Notes on Statistical Inference : Hypothesis Testing and t-tests

These are my notes on the Statistical Inference course (2th part) : Hypothesis Testing and t-tests

CLT : Central Limit Theorem¶

The Central Limit Theorem states that the distribution of sample statistics (e.g. mean) is approximatively normal, regardless of the underlying distribution, with mean = \(\mu\) and variance = \(\sigma^2\)

\(\bar{X} \sim N(mean = \mu, sd = \frac{\sigma}{\sqrt{n}})\)

Conditions for CLT:

• Independence : The sampled observations must be independent
  • random sample / assignment
  • if sampling without replacement, n < 10 % of population
• Sample Size / skew :
  • population should be normal
  • if not sample size should be large (rule of thumb > 30)

Confidence Interval¶

A confidence interval gives an estimated range of values which is likely to include an unknown population parameter, the estimated range being calculated from a given set of sample data (the interval is a random observed variable depending on the sample).

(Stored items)
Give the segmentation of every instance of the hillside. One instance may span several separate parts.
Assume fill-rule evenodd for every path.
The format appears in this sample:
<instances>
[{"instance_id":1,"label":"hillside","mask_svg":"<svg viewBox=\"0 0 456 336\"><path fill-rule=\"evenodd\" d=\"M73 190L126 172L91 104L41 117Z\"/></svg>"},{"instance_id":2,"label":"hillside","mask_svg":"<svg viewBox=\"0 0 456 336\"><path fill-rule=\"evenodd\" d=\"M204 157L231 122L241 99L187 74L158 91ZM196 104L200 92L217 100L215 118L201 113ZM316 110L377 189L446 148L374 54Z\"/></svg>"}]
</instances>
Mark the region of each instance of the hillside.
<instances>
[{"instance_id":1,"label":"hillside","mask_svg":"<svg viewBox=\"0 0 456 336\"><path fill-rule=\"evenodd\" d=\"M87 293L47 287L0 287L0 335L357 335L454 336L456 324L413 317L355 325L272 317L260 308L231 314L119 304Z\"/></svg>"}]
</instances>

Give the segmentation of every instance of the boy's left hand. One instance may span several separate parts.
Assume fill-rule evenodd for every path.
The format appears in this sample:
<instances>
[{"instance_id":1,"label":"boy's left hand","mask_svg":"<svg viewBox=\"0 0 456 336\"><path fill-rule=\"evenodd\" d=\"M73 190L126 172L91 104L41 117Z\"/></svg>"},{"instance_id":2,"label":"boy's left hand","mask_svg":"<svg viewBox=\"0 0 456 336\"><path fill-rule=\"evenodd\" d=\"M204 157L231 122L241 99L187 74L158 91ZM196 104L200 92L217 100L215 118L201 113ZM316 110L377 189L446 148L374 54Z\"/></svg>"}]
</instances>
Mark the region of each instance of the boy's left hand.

# [Work to do]
1. Reproduce the notes on hypothesis testing and t-tests in full, with no changes.
2. Write out, unchanged, the lines of the listing from the one containing "Give the segmentation of every instance of the boy's" through the last line of the listing, both included.

# [The solutions]
1.
Notes on Statistical Inference : Hypothesis Testing and t-tests

These are my notes on the Statistical Inference course (2th part) : Hypothesis Testing and t-tests

CLT : Central Limit Theorem¶

The Central Limit Theorem states that the distribution of sample statistics (e.g. mean) is approximatively normal, regardless of the underlying distribution, with mean = \(\mu\) and variance = \(\sigma^2\)

\(\bar{X} \sim N(mean = \mu, sd = \frac{\sigma}{\sqrt{n}})\)

Conditions for CLT:

• Independence : The sampled observations must be independent
  • random sample / assignment
  • if sampling without replacement, n < 10 % of population
• Sample Size / skew :
  • population should be normal
  • if not sample size should be large (rule of thumb > 30)

Confidence Interval¶

A confidence interval gives an estimated range of values which is likely to include an unknown population parameter, the estimated range being calculated from a given set of sample data (the interval is a random observed variable depending on the sample).

2.
Give the segmentation of every instance of the boy's left hand. One instance may span several separate parts.
Assume fill-rule evenodd for every path.
The format appears in this sample:
<instances>
[{"instance_id":1,"label":"boy's left hand","mask_svg":"<svg viewBox=\"0 0 456 336\"><path fill-rule=\"evenodd\" d=\"M73 190L126 172L91 104L41 117Z\"/></svg>"},{"instance_id":2,"label":"boy's left hand","mask_svg":"<svg viewBox=\"0 0 456 336\"><path fill-rule=\"evenodd\" d=\"M204 157L231 122L241 99L187 74L158 91ZM196 104L200 92L217 100L215 118L201 113ZM316 110L377 189L446 148L374 54Z\"/></svg>"}]
</instances>
Mark the region of each instance of the boy's left hand.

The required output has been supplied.